§ **Trecho do texto**
Ser um corpo negro no mundo não é tarefa fácil. É preciso equilibrar nossas próprias expectativas com o que a sociedade espera, sem deixar que as expectativas alheias nos limitem ou nos impeçam de conquistarmos nossos desejos ou ascendermos socialmente. Mas quanto custa sonhar e trabalhar por uma vida melhor e mais digna, quando não dá para fugir dos rótulos e estereótipos?

Um preto de classe média, de Cardoso de Lima, publicado em 2021 pela editora Viseu, é um livro de ficção que de modo objetivo mostra o impacto do racismo na vida de pessoas negras de diferentes formas, mesmo que elas não percebam. A narrativa é alternada por diferentes pontos de vista de personagens envolvidos em um acontecimento ocorrido em um dia de agosto de 2019. Essa é uma forma interessante de apresentar os acontecimentos, porque a pessoa que lê pode ver como os personagens são diferentes e também saber outra versão da mesma história, que dependendo de quem conta, favorece ou desfavorece as pessoas envolvidas.

É assim que conhecemos Edmílson, um homem negro que trabalha como porteiro e nas horas vagas é motorista de aplicativo para conseguir sustentar a família e pagar um colégio particular para seu filho Jonas. Edmílson se mostra uma pessoa crítica, observadora e que sabe identificar o tipo de passageiro que transporta. Ele até inventou categorias para classificar cada um deles e faz uma leitura certeira do mundo.

Jonas estuda na mesma classe que o filho do síndico do prédio em que Edmílson trabalha, o que poderia ser uma boa coincidência, mas ser colega de classe potencializa as diferenças sociais e raciais que existem entre os dois. Jonas, sendo o único estudante negro do turno da tarde, sofria perseguições que poderiam ser classificadas como bullying, mas um dia, as “brincadeiras” do colega branco passam dos limites, os dois vão parar na diretoria e os pais de ambos são chamados. É quando a máscara cai. Edmílson se dá conta que trabalha e convive com um racista que não tem medo nem vergonha de expor suas opiniões ofensivas e criminosas, comportamento que o filho reproduz e que afeta Jonas diretamente.

§ **Tarefa a realizar**
Por favor, repita palavra por palavra a passagem do trecho acima que começa em "É assim que" e vai até "certeira do mundo.", inclusive.

§ **Entradas do conjunto**
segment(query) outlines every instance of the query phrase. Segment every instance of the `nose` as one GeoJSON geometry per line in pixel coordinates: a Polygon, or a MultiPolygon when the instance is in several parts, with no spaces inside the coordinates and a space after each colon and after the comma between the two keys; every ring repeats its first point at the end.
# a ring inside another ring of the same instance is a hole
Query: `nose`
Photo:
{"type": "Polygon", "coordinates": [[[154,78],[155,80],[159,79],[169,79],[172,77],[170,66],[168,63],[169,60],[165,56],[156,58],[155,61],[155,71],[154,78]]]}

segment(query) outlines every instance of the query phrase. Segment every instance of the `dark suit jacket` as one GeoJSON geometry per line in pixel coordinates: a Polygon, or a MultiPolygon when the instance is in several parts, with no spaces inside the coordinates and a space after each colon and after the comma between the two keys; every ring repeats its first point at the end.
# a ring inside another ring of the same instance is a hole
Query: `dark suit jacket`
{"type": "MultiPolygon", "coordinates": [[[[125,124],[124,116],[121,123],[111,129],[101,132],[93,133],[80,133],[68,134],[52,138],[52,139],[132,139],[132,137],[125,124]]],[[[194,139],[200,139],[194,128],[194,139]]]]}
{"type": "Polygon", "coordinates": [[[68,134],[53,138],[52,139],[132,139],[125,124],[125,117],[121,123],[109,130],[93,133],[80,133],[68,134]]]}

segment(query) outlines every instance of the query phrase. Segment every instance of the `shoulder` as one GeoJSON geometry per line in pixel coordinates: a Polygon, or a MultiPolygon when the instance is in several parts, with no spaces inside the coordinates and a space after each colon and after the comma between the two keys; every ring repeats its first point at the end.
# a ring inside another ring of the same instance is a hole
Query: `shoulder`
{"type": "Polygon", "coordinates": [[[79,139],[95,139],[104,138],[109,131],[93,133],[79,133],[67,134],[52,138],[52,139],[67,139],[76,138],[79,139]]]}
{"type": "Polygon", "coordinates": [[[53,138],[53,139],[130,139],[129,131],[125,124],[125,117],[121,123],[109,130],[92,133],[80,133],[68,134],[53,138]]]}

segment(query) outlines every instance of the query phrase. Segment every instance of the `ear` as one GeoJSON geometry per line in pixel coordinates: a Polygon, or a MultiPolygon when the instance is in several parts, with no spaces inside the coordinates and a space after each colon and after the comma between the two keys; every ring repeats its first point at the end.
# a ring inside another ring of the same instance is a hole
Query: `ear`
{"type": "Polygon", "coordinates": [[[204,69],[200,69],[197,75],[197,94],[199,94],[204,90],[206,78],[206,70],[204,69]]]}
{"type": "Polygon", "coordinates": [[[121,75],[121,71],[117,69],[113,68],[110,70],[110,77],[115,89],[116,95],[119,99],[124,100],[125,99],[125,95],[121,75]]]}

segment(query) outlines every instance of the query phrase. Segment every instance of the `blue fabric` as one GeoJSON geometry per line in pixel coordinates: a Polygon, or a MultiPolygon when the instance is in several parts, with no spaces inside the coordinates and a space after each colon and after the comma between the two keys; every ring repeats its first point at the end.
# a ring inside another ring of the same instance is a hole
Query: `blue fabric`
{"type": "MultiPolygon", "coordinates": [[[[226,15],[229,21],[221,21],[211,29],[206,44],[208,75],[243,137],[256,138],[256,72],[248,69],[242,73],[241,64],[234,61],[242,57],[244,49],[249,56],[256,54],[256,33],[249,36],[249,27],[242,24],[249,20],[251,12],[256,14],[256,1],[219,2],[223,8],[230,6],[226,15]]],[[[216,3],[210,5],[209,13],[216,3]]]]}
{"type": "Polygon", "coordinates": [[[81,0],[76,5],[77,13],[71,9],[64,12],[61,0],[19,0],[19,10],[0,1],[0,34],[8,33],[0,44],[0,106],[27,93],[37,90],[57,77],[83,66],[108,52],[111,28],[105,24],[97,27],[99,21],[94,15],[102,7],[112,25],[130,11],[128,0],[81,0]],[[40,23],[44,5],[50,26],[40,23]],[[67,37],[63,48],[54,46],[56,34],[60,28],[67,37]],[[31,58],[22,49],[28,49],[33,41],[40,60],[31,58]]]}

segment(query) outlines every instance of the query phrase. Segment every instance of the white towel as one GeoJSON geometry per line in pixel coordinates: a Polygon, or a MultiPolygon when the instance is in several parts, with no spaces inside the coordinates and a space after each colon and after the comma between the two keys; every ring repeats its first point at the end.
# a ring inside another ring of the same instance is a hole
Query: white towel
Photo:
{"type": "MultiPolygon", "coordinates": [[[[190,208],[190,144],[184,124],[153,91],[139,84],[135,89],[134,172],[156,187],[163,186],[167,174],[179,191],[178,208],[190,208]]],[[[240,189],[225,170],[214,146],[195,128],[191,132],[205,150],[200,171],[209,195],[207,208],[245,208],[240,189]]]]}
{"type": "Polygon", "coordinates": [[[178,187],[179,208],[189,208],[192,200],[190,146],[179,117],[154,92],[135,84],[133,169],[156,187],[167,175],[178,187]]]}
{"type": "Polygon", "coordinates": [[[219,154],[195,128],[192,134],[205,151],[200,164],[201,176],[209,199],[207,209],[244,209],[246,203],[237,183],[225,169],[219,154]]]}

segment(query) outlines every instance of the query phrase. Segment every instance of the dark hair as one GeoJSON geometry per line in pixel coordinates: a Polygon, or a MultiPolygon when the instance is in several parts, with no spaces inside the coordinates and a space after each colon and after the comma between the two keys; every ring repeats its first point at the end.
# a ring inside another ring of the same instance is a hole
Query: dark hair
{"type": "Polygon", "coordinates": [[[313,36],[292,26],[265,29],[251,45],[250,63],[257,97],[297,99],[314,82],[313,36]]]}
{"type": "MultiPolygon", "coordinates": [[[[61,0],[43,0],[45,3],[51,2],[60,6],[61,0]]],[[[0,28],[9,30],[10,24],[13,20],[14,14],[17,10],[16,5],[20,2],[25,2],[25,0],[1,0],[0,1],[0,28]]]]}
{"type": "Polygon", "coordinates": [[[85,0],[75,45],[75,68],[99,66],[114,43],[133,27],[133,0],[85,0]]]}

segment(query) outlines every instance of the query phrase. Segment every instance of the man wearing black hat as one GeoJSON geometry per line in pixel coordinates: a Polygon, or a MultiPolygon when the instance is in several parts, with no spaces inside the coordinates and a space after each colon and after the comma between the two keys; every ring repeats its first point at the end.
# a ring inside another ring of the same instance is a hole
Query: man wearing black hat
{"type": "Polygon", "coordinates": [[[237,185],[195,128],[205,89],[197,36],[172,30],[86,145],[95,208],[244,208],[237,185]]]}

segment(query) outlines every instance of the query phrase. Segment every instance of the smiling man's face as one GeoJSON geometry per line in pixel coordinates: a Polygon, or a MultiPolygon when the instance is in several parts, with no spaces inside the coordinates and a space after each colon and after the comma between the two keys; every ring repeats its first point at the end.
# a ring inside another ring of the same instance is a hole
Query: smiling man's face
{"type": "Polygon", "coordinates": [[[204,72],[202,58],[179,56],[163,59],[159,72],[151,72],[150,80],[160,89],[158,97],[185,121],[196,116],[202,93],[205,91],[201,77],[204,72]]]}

§ **Tarefa concluída**
É assim que conhecemos Edmílson, um homem negro que trabalha como porteiro e nas horas vagas é motorista de aplicativo para conseguir sustentar a família e pagar um colégio particular para seu filho Jonas. Edmílson se mostra uma pessoa crítica, observadora e que sabe identificar o tipo de passageiro que transporta. Ele até inventou categorias para classificar cada um deles e faz uma leitura certeira do mundo.